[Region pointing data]

=== Section Start ===

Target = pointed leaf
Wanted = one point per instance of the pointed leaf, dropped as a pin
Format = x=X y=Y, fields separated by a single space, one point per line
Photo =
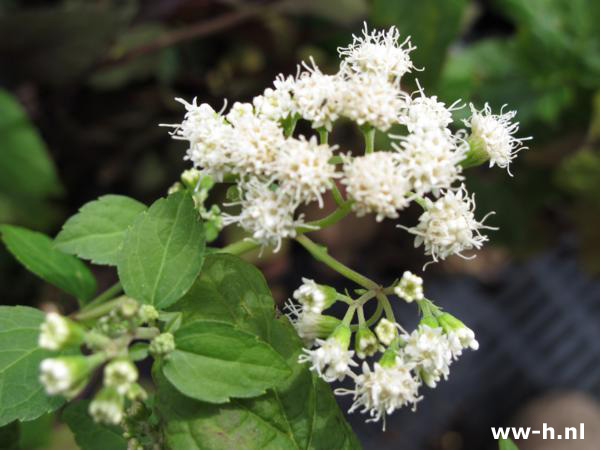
x=163 y=251
x=97 y=231
x=214 y=362
x=37 y=253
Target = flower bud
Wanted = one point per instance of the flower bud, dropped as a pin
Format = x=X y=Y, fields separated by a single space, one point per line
x=162 y=344
x=386 y=331
x=120 y=374
x=57 y=332
x=107 y=406
x=68 y=375
x=365 y=343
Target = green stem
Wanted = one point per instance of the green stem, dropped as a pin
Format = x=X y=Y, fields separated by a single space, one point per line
x=320 y=254
x=100 y=310
x=239 y=247
x=387 y=307
x=111 y=292
x=369 y=134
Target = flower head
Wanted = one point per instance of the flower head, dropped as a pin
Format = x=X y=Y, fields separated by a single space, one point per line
x=378 y=52
x=410 y=287
x=57 y=331
x=448 y=226
x=303 y=169
x=494 y=135
x=376 y=184
x=430 y=159
x=383 y=390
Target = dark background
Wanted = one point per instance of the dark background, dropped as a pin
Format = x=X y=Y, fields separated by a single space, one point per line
x=95 y=79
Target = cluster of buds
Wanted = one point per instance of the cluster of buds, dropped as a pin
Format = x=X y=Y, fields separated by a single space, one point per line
x=108 y=344
x=276 y=172
x=407 y=361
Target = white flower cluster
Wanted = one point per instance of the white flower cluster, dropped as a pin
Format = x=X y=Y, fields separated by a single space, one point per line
x=253 y=143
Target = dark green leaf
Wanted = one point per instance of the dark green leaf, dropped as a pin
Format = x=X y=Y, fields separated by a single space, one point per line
x=233 y=291
x=507 y=444
x=22 y=397
x=97 y=231
x=300 y=413
x=432 y=24
x=37 y=253
x=90 y=435
x=25 y=166
x=214 y=362
x=163 y=251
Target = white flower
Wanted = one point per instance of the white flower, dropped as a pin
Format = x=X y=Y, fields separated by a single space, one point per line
x=331 y=359
x=316 y=96
x=120 y=374
x=302 y=166
x=378 y=52
x=255 y=141
x=371 y=99
x=386 y=331
x=494 y=133
x=56 y=331
x=385 y=389
x=448 y=226
x=311 y=296
x=376 y=184
x=429 y=349
x=423 y=113
x=278 y=103
x=267 y=214
x=410 y=287
x=107 y=406
x=430 y=159
x=210 y=138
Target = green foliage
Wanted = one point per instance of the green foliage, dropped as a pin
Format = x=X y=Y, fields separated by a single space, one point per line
x=90 y=435
x=163 y=251
x=96 y=232
x=22 y=397
x=298 y=413
x=214 y=362
x=37 y=253
x=232 y=291
x=506 y=444
x=432 y=25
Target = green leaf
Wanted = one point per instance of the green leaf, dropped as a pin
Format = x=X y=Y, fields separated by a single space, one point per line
x=22 y=397
x=90 y=435
x=163 y=251
x=300 y=413
x=214 y=362
x=97 y=231
x=37 y=253
x=433 y=25
x=230 y=290
x=506 y=444
x=26 y=169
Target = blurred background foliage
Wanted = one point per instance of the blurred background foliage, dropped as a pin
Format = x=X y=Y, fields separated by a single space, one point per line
x=86 y=83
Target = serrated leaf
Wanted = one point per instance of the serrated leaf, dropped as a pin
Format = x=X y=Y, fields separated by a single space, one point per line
x=507 y=444
x=300 y=413
x=37 y=253
x=230 y=290
x=433 y=25
x=26 y=169
x=97 y=231
x=90 y=435
x=163 y=251
x=214 y=362
x=22 y=397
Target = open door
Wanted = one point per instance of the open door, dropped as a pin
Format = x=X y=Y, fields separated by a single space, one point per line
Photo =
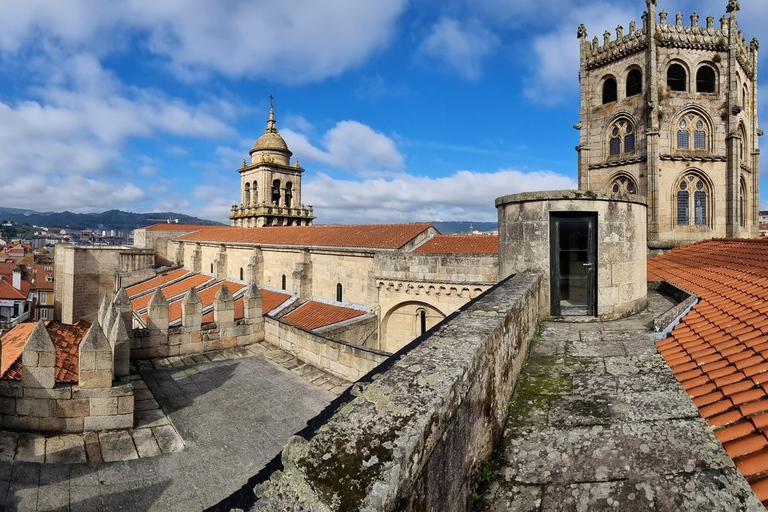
x=573 y=264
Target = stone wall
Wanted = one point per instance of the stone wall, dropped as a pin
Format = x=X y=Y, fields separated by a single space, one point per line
x=408 y=283
x=83 y=275
x=524 y=243
x=414 y=436
x=159 y=339
x=39 y=404
x=350 y=362
x=362 y=331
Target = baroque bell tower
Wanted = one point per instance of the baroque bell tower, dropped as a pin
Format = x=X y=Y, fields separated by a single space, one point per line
x=270 y=187
x=669 y=111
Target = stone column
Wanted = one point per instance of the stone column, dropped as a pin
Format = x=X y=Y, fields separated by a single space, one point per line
x=302 y=277
x=38 y=360
x=197 y=259
x=252 y=311
x=157 y=319
x=95 y=360
x=224 y=306
x=220 y=263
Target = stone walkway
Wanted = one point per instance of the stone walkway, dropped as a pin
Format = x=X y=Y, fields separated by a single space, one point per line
x=234 y=414
x=599 y=422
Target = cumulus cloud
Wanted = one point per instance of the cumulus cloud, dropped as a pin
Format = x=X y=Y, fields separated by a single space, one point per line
x=287 y=40
x=465 y=195
x=349 y=145
x=460 y=46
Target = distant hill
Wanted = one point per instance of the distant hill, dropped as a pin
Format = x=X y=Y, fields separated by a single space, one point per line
x=449 y=228
x=112 y=219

=== Section End ===

Would you reproduce, exactly and with nothing added, every line from the beginning of the entries above through the line that contains "Wanted = one point per instance of the dark green", both included, leaving out the pictures?

Target = pointed leaf
Wanted = one point per instance of the pointed leaf, dropped as a pin
Format = x=X y=Y, fields separated by a single space, one point per line
Photo =
x=163 y=251
x=97 y=231
x=214 y=362
x=37 y=253
Target = flower bud
Wanted = one point per instance of the flower bud, dropped as a pin
Format = x=X y=Y, fields separated by a single space, one point per line
x=162 y=344
x=386 y=331
x=120 y=374
x=57 y=332
x=107 y=406
x=68 y=375
x=365 y=343
Target = green stem
Wanted = one point per instance of the green stem, dropped as a pin
Format = x=X y=Y, fields separated by a single space, one point per line
x=320 y=254
x=100 y=310
x=239 y=247
x=387 y=307
x=111 y=292
x=369 y=134
Target = flower head
Wanted = one point per instance of the flower head, dropped as a pin
Format = x=X y=Y, fields separated by a single space, one point per line
x=378 y=52
x=410 y=287
x=57 y=331
x=448 y=226
x=303 y=169
x=494 y=135
x=376 y=184
x=430 y=159
x=383 y=390
Target = dark background
Wanted = one point per instance of the dark background, dropped as a pin
Format = x=X y=Y, fields separated by a single space, one point per line
x=95 y=79
Target = cluster of buds
Wanted = one point per instance of the cluster of buds, dropped as a pin
Format = x=X y=Y, fields separated by a single space, one point per line
x=108 y=344
x=276 y=172
x=407 y=361
Target = white flower cluster
Wanted = one point per instance of the white flower cluster, dropped as a pin
Format = x=X y=Y, fields separated by a single space, one point per line
x=253 y=143
Target = dark green leaf
Wanted = one point per instance of the dark green leaf, dropped as a pin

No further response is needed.